• _TEXT BLOCK_

****

Change release schedule 4.2 and schedule for 4.3

Chani chanika at gmail.com
Wed Sep 10 00:34:10 BST 2008


On Tue, Sep 9, 2008 at 2:10 PM, Pau Garcia i Quiles
<pgquiles at elpauer.org> wrote:
> Quoting Chani <chanika at gmail.com>:
>
>> if it was "always summer in trunk", features would not be allowed in
>> until they're already reasonably stable. people could develop in a
>> branch (requiring a VCS that does cheap branches, ideally local
>> branches because nobody wants to see my "this is a mess, let's try
>> again next week" commits) and stabilise as they go, not having to
>> worry about a feature-freeze deadline.
>
> If with "local branches" you mean "a branch located in my PC (i. e. private
> branch) instead of KDE's DVCS repository", I disagree.
>
> In fact, I do want to see your "this is a mess, let's try again next week"
> commits.
>
> Why?
>
> a) Because in case your laptop breaks or is stolen, or you pass away, or an
> earthquake shakes your house, your code would still be available. Otherwise,
> we may be waiting for a feature to arrive, then the worst happens, and
> development of that feature needs to be started from scratch.

****

• _GIVEN INSTRUCTION A_
Extract the passage of the mailing-list message between "Chani chanika at" and "a feature-freeze deadline.", inclusive.

• _EXCERPTED DATA_
****

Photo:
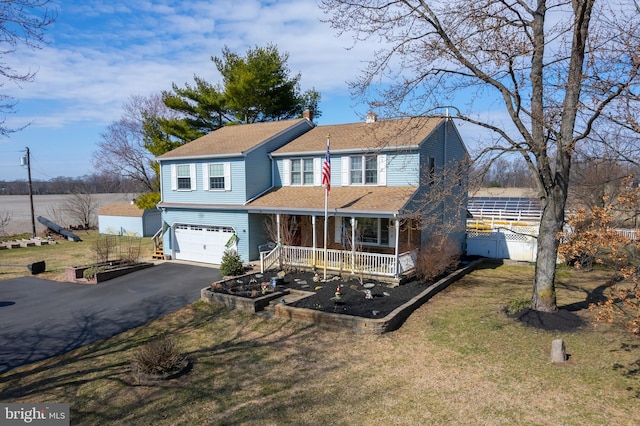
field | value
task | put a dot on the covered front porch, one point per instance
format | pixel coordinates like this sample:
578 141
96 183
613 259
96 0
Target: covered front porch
366 231
380 247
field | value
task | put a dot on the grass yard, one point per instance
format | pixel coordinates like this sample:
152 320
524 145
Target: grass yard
457 360
57 256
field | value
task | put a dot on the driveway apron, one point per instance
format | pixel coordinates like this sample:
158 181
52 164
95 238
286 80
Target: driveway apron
40 319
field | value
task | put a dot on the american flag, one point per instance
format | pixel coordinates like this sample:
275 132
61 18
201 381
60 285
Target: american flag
326 168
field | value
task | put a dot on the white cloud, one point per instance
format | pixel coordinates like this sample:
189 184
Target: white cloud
108 51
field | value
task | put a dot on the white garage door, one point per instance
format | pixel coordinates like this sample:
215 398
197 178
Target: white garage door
202 243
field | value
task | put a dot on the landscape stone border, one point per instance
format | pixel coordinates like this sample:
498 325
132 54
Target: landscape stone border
390 322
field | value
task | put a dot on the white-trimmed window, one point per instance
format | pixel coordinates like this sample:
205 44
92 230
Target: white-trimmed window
302 171
364 170
370 231
217 176
183 177
374 230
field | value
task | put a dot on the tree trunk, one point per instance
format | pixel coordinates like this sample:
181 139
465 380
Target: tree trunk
544 293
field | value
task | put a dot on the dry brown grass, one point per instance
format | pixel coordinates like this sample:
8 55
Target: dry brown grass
457 360
57 256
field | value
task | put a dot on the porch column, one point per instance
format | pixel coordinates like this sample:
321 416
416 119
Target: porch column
313 223
354 224
279 242
397 272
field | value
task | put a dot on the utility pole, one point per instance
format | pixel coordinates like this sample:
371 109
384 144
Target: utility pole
33 218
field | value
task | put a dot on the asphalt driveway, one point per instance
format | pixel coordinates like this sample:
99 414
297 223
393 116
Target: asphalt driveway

****

• _GIVEN INSTRUCTION B_
How many lines in the records contain the string "tree"? Reply with the number alone.

• _WRITTEN RESPONSE A_
Chani chanika at gmail.com
Wed Sep 10 00:34:10 BST 2008


On Tue, Sep 9, 2008 at 2:10 PM, Pau Garcia i Quiles
<pgquiles at elpauer.org> wrote:
> Quoting Chani <chanika at gmail.com>:
>
>> if it was "always summer in trunk", features would not be allowed in
>> until they're already reasonably stable. people could develop in a
>> branch (requiring a VCS that does cheap branches, ideally local
>> branches because nobody wants to see my "this is a mess, let's try
>> again next week" commits) and stabilise as they go, not having to
>> worry about a feature-freeze deadline.

• _WRITTEN RESPONSE B_
2